**** Given records ****

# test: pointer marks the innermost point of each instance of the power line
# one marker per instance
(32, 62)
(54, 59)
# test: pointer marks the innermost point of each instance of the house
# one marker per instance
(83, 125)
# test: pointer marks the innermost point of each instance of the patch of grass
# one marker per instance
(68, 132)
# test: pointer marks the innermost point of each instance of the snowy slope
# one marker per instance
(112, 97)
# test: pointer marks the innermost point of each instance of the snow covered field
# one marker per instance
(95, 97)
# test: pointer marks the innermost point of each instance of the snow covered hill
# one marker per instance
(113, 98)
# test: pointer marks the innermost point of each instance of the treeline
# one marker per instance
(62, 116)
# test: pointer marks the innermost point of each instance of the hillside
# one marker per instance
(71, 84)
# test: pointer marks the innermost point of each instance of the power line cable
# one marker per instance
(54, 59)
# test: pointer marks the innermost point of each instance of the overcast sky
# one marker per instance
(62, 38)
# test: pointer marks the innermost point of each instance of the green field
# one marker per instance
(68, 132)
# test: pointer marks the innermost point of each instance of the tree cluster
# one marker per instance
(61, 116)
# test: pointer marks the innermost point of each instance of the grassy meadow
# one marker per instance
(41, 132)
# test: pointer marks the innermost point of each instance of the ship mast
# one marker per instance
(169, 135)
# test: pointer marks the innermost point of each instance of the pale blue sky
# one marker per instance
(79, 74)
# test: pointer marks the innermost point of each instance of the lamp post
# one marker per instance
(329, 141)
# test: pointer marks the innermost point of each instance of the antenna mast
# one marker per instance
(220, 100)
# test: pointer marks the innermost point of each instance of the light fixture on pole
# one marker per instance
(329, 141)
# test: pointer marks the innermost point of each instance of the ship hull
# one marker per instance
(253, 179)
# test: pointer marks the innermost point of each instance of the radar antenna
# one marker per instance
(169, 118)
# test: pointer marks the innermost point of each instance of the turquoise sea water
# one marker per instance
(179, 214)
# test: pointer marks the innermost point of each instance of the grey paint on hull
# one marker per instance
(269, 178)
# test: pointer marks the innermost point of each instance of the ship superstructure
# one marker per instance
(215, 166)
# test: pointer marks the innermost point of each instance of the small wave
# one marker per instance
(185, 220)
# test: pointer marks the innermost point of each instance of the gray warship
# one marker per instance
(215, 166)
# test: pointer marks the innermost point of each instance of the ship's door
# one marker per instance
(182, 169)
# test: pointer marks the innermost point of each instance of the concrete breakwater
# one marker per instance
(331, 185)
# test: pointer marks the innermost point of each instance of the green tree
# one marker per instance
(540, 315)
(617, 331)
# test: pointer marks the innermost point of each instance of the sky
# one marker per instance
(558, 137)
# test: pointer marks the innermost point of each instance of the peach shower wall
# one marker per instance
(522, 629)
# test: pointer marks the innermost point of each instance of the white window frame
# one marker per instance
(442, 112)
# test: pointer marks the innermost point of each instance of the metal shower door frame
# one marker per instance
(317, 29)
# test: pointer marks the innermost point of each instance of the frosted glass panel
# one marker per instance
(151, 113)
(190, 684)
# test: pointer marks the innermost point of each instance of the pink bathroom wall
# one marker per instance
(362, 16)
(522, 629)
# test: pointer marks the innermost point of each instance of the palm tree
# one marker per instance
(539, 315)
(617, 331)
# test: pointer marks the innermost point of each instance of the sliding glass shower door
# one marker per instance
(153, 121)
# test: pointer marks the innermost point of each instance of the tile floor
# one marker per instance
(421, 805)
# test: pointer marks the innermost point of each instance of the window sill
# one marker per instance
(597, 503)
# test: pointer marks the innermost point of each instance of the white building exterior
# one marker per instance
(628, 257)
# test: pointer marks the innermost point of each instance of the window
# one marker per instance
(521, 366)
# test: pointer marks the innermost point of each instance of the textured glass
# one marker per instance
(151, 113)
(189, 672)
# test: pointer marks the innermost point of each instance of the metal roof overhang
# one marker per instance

****

# What the task requires:
Copy each line exactly, from the line containing "white window frame" down to the last line of the material, and no other lines.

# Result of the task:
# test: pointer marks the innermost point of each instance of the white window frame
# one marker per instance
(442, 112)
# test: pointer marks the innermost point of each instance of the metal shower door frame
# one marker per instance
(317, 29)
# test: pointer marks the innermost point of each instance of the frosted glass panel
# one marker per instance
(151, 113)
(190, 684)
# test: pointer marks the innermost point of each instance of the pink bathroom wall
# one marker per instance
(362, 16)
(522, 629)
# test: pointer marks the innermost point of each instance of the palm tree
# one marker per instance
(539, 315)
(617, 331)
# test: pointer marks the innermost point of each instance of the sliding glass shower door
# one marker per instance
(153, 121)
# test: pointer marks the innermost point of each instance of the tile floor
# one marker per instance
(421, 805)
# test: pointer marks the innermost point of each instance of the window sill
# one marker per instance
(597, 503)
# test: pointer marks the innermost point of each instance of the white building exterior
# one marker per instance
(628, 257)
# test: pointer marks the innermost point of each instance of the window
# one marker per instance
(521, 366)
# test: pointer marks the innermost point of each instance of the textured glass
# one marker per instance
(151, 113)
(189, 672)
# test: pointer marks the innermost point of each instance of the metal roof overhang
# one marker per instance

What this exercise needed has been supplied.